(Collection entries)
┄┄┄┄┄┄┄┄┄┄┄┄┄┄┄┄┄┄┄┄

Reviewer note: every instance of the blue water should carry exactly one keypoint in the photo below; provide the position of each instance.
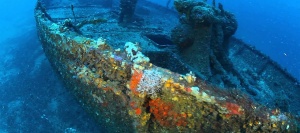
(32, 99)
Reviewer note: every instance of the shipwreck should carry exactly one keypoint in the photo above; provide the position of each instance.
(137, 66)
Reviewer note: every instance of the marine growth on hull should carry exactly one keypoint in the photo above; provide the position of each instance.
(137, 66)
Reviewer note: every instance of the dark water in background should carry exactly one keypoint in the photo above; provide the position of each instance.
(32, 99)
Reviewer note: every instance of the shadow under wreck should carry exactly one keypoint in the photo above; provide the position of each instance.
(141, 67)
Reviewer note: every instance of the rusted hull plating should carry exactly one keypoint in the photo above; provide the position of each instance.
(129, 94)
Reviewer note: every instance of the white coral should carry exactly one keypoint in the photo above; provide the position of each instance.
(150, 82)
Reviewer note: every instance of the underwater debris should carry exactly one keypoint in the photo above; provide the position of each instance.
(109, 82)
(150, 83)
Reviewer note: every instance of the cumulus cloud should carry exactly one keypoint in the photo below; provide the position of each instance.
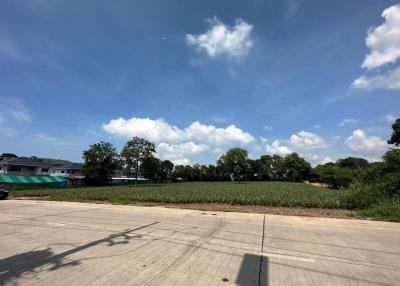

┄┄┄┄┄┄┄┄┄┄┄┄┄┄┄┄┄┄┄┄

#### EXERCISE OBJECTIVE
Lay out the lines as a JSON list of strings, one string per line. Start with the line containing "Reviewer note: every instance of the white" and go through the end of the rows, skipping blank lines and leaving out the pictures.

#### FULL OUTPUT
[
  "Reviewer note: every instance of the white coral should carry exactly one keypoint in the photo above; provide the position of each instance.",
  "(150, 82)",
  "Reviewer note: every instance of the underwater debris should carry exactly one keypoint in the photo above; provide the position of each instance.",
  "(109, 82)",
  "(150, 83)",
  "Reviewer note: every instance of the cumulus cloud should carry exactly one keypoint in the photo below; provide the position of each instance."
]